Exercise objective → Recast the data from the line with "Would it be possible for you to find every pink" up to and including the line with "[0,234,10,242]" as a Markdown table with the columns Row and Data line. Number each line in order and leave out blank lines.

Records to process →
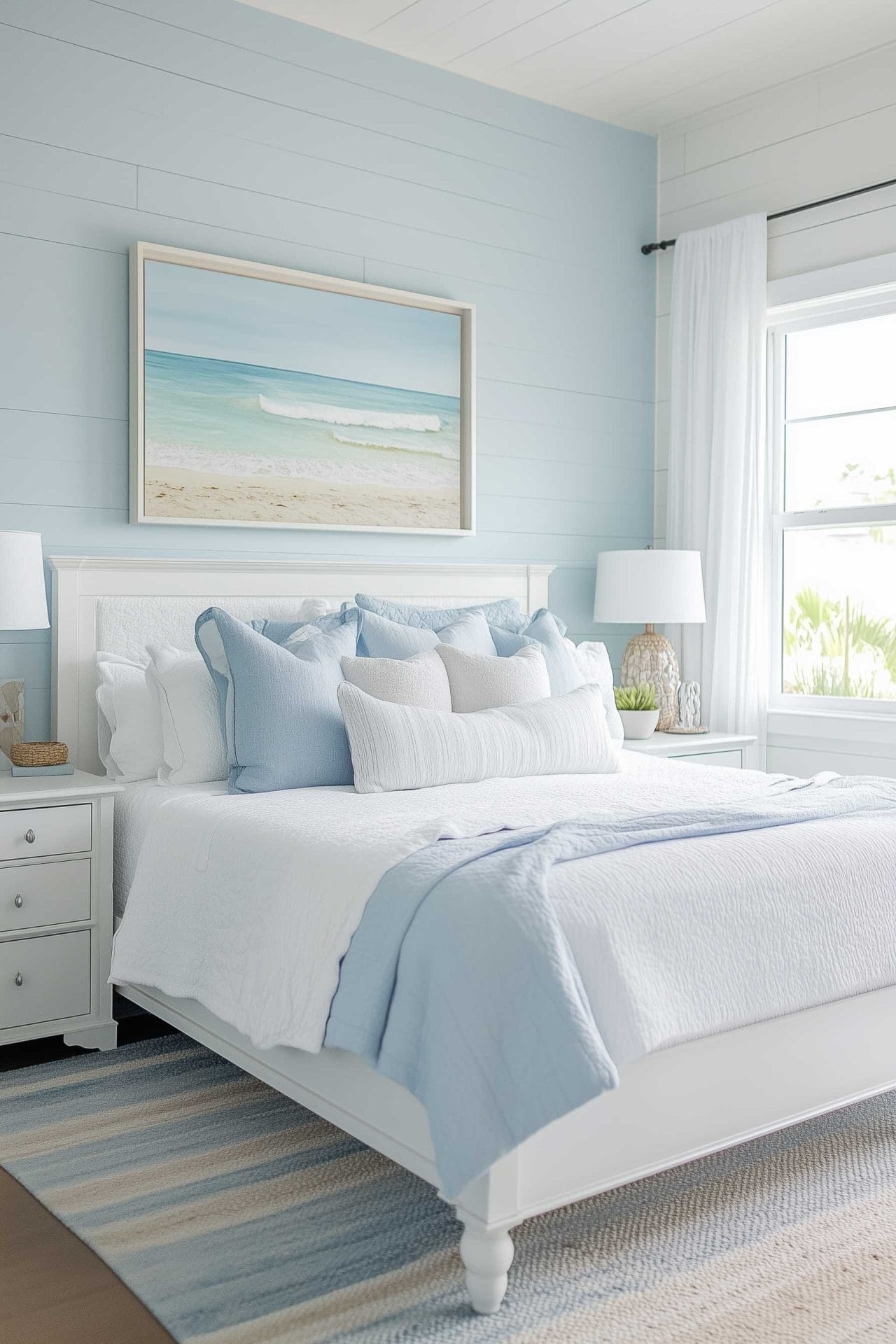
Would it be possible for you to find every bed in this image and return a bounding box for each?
...
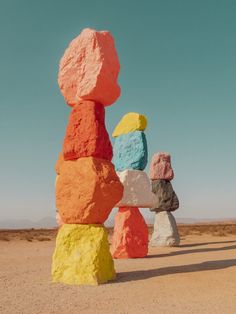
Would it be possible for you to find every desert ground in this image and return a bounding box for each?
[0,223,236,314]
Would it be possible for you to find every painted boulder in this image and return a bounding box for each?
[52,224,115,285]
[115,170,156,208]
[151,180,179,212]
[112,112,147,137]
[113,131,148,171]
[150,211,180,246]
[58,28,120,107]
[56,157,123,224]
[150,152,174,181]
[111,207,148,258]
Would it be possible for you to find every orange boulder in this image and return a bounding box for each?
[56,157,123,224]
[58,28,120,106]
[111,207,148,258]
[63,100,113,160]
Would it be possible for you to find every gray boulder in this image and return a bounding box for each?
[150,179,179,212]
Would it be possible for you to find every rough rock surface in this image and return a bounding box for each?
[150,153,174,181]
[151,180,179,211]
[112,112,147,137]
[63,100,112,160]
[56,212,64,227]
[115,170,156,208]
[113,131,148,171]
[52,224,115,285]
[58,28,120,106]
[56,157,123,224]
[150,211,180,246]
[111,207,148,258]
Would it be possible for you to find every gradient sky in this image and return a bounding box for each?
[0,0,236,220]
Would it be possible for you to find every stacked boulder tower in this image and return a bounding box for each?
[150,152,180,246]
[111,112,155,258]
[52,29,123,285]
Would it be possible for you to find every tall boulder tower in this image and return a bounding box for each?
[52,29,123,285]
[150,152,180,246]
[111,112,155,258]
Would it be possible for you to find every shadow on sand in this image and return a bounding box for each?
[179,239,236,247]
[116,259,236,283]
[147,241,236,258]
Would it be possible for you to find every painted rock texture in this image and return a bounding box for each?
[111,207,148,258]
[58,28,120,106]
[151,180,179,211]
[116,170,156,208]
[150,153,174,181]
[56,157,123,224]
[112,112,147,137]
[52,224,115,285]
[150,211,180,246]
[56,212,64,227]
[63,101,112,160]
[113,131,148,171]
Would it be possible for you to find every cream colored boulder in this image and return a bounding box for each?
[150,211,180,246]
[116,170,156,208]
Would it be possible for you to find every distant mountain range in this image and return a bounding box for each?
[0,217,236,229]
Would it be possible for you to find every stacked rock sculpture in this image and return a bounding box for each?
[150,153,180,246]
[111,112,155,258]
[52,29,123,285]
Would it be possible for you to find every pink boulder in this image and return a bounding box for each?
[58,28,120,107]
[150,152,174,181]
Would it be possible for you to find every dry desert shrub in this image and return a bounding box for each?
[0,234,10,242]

Written response →
| Row | Data line |
|---|---|
| 1 | Would it be possible for you to find every pink boulder in this image and return a bounding box for each? |
| 2 | [58,28,120,107] |
| 3 | [150,152,174,181] |
| 4 | Would it be possible for you to find every dry desert shrub in this image and return a bounding box for each? |
| 5 | [0,234,10,242] |